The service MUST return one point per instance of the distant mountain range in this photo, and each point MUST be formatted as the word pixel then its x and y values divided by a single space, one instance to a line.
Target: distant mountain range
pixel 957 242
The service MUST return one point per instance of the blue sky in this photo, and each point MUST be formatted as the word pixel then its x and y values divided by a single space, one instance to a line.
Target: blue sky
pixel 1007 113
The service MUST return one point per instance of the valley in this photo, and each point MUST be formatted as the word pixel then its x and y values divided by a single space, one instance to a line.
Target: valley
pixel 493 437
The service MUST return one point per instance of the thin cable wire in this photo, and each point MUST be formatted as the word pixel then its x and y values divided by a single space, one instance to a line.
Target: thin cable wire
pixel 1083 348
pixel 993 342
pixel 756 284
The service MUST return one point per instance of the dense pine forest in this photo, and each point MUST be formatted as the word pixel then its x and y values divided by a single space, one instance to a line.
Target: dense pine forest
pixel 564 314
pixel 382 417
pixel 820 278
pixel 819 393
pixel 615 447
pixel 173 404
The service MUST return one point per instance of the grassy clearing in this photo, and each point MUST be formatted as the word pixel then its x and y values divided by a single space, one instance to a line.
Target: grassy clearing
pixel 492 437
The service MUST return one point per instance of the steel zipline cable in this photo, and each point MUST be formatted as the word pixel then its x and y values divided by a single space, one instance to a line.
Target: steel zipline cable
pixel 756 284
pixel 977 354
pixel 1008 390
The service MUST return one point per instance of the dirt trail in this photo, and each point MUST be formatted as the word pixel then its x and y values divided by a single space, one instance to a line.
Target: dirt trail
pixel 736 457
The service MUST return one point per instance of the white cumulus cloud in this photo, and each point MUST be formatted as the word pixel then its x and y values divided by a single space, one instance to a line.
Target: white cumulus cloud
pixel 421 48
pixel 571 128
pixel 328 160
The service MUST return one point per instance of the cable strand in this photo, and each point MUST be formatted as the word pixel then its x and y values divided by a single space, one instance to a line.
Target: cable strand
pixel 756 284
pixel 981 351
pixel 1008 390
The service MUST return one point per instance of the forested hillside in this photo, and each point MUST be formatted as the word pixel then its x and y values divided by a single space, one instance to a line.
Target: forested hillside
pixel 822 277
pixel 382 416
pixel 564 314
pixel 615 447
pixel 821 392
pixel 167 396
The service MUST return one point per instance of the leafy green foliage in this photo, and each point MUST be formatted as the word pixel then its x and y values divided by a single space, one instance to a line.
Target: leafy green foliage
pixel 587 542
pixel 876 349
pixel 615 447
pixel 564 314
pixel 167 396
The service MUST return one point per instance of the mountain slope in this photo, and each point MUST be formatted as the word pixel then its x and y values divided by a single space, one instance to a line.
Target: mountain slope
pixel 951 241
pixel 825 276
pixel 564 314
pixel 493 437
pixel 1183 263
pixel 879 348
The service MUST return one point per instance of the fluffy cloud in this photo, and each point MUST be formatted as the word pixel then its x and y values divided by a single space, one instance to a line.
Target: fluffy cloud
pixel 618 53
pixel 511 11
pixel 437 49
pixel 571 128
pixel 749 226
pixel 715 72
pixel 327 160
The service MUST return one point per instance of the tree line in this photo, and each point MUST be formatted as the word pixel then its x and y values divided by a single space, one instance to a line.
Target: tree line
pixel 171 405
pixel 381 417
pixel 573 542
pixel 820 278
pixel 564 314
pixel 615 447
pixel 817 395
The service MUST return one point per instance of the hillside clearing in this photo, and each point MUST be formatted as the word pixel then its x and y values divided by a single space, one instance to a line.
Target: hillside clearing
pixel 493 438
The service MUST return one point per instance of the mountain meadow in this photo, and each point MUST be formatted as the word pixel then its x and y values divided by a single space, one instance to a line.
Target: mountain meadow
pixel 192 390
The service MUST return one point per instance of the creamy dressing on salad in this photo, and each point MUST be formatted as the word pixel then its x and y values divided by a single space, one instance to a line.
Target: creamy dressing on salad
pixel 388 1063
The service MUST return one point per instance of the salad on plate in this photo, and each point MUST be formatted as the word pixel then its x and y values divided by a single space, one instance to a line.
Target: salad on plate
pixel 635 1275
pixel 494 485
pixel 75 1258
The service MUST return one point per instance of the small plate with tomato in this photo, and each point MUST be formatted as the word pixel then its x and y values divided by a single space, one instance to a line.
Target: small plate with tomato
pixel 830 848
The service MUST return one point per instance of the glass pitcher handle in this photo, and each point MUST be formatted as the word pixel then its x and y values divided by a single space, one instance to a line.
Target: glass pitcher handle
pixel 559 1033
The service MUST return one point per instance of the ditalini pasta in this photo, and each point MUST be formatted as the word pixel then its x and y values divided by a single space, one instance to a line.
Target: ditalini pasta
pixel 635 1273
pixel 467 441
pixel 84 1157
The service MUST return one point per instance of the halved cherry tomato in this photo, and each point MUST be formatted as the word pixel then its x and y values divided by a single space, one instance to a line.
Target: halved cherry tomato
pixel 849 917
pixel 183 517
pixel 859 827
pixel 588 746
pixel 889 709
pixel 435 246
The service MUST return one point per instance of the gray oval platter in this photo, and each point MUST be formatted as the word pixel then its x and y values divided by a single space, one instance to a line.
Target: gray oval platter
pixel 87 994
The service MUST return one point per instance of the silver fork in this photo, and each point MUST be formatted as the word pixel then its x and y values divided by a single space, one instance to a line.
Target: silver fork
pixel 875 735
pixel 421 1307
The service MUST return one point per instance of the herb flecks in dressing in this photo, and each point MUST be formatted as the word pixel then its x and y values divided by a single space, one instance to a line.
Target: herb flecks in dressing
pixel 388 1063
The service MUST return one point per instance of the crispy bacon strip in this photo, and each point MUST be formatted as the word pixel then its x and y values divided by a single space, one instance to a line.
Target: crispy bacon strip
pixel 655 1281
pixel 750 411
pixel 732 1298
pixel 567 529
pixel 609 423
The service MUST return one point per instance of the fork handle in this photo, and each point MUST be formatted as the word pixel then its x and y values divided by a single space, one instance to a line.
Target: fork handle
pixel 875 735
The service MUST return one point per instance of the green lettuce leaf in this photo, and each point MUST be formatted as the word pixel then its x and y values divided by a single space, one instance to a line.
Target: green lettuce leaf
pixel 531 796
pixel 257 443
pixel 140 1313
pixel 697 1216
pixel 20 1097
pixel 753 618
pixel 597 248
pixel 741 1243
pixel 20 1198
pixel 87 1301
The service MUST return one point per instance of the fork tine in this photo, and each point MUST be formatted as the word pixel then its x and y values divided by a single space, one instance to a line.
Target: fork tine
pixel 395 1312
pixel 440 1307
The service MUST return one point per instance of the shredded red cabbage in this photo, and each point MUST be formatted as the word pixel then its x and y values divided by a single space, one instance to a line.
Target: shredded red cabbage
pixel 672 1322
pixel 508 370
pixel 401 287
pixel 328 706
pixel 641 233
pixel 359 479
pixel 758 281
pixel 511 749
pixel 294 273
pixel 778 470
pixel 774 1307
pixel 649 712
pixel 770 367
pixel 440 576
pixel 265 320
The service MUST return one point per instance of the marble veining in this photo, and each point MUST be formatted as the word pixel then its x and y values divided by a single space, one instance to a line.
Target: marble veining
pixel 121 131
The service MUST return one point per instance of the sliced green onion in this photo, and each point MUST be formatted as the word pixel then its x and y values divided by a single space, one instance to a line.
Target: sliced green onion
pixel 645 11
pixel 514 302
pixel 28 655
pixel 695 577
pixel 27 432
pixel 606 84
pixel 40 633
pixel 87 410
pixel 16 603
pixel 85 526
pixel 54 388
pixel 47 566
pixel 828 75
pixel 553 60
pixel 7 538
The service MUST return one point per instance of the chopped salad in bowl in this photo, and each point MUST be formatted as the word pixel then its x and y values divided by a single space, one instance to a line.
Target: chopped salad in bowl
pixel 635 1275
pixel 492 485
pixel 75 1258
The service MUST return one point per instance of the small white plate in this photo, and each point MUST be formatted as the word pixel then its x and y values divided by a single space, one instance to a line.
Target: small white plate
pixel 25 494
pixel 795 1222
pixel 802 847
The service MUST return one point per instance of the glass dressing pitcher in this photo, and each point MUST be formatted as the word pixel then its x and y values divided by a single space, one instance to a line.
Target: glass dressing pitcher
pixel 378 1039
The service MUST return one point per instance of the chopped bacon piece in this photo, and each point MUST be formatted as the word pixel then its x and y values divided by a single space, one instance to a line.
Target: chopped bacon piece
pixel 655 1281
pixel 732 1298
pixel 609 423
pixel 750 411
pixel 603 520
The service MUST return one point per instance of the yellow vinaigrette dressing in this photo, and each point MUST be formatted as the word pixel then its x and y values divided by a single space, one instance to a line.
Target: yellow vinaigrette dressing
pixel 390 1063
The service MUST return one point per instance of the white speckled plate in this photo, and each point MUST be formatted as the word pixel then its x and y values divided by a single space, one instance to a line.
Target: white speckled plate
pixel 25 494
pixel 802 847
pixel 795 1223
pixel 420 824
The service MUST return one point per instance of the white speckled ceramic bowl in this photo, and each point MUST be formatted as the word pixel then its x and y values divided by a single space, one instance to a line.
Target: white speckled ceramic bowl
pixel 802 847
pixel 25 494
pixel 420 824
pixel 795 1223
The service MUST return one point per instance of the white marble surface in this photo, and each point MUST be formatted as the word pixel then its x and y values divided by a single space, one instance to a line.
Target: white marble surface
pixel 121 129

_Required action:_
Please transcribe only the lines in the records above running from the line that has "Target: shredded red cabbage" through the line that has "the small white", both included, exactly as they appear.

_Solution:_
Target: shredded red cabbage
pixel 672 1322
pixel 508 370
pixel 401 287
pixel 328 706
pixel 641 233
pixel 359 479
pixel 758 281
pixel 511 749
pixel 294 273
pixel 778 470
pixel 774 1307
pixel 649 712
pixel 770 367
pixel 440 576
pixel 265 320
The service MUST return one point per instance of the marble veining in this photo, and each point MUST be formatted as the word pixel then its x and y values divided by a single space, one instance to a line.
Target: marble veining
pixel 121 131
The service MUST return one point per instance of the sliced green onion in this photo, and each point MUST be formatted as the word pixel then its x and y values divided by a single space, one instance to a line.
Target: sliced green onion
pixel 645 11
pixel 514 302
pixel 28 655
pixel 695 577
pixel 27 432
pixel 606 84
pixel 40 633
pixel 87 410
pixel 16 603
pixel 85 526
pixel 54 388
pixel 47 566
pixel 828 75
pixel 553 60
pixel 7 538
The service MUST return one point per instance of the chopped salad in bowl in this photo, and each point MUST be formatted as the word pixel then its x and y values divided by a single space, one instance to a line.
Target: chopped salad in bowl
pixel 635 1275
pixel 492 485
pixel 75 1258
The service MUST return one point per instance of the small white plate in this photo, and each point MUST be formatted as the word pixel then its x and y values divided by a single space, one instance to a line.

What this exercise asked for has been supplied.